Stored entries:
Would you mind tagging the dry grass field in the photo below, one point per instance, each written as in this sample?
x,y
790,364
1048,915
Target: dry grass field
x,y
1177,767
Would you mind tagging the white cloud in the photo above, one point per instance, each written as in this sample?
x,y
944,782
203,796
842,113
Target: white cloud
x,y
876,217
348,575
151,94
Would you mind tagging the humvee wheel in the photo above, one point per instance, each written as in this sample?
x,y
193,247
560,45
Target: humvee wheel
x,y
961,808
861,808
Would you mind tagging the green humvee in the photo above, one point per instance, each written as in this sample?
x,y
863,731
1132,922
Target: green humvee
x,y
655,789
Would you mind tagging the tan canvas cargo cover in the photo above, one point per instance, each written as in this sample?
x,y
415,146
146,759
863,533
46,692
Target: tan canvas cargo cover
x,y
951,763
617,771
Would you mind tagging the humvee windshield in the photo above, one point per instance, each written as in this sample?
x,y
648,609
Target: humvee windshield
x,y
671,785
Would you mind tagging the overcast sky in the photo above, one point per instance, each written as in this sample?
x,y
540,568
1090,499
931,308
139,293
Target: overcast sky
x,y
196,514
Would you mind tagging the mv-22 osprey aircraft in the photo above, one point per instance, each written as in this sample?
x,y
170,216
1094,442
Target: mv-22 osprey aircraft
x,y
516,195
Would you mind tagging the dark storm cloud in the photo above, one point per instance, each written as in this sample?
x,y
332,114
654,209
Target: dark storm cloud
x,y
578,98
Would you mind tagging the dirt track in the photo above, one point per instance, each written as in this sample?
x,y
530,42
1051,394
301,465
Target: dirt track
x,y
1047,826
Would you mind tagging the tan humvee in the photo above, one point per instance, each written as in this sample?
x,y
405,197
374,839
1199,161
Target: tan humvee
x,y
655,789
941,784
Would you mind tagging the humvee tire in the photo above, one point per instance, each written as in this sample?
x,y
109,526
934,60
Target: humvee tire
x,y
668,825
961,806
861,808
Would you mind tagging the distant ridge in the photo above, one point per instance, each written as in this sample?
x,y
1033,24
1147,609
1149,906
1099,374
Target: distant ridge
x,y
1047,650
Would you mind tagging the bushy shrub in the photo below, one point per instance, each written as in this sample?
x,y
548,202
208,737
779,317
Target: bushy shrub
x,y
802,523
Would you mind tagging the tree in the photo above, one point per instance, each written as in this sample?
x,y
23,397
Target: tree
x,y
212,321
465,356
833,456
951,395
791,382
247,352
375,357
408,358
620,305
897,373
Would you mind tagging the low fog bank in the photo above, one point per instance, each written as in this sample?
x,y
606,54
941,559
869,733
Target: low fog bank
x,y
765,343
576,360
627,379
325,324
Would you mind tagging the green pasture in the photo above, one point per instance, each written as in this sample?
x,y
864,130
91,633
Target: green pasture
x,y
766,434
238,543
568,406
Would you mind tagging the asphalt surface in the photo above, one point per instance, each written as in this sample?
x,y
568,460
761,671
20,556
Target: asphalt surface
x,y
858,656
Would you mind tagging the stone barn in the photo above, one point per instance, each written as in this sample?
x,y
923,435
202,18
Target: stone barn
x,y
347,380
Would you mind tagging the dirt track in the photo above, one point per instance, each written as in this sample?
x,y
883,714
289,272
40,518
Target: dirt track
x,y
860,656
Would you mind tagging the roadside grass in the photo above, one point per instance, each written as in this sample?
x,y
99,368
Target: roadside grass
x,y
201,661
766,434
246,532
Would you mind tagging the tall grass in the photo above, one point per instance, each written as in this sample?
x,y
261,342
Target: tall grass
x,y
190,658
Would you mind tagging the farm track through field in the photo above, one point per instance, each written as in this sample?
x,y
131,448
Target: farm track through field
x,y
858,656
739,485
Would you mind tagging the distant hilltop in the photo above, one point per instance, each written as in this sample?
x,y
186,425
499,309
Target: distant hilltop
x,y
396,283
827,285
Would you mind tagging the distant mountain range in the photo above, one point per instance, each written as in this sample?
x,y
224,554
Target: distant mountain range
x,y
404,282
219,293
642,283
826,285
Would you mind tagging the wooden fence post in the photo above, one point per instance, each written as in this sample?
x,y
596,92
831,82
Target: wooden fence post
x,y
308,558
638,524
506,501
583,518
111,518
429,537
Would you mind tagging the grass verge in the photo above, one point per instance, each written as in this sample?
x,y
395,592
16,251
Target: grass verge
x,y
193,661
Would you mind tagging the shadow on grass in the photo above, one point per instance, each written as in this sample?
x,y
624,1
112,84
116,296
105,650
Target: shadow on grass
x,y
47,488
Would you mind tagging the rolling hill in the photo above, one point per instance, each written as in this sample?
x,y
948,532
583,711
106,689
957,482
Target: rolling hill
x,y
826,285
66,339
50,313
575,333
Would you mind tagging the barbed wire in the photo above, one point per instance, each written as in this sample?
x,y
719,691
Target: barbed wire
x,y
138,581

# Activity
Going through the entries above, count the lines with the word "below". Give only the result.

# Output of the exercise
2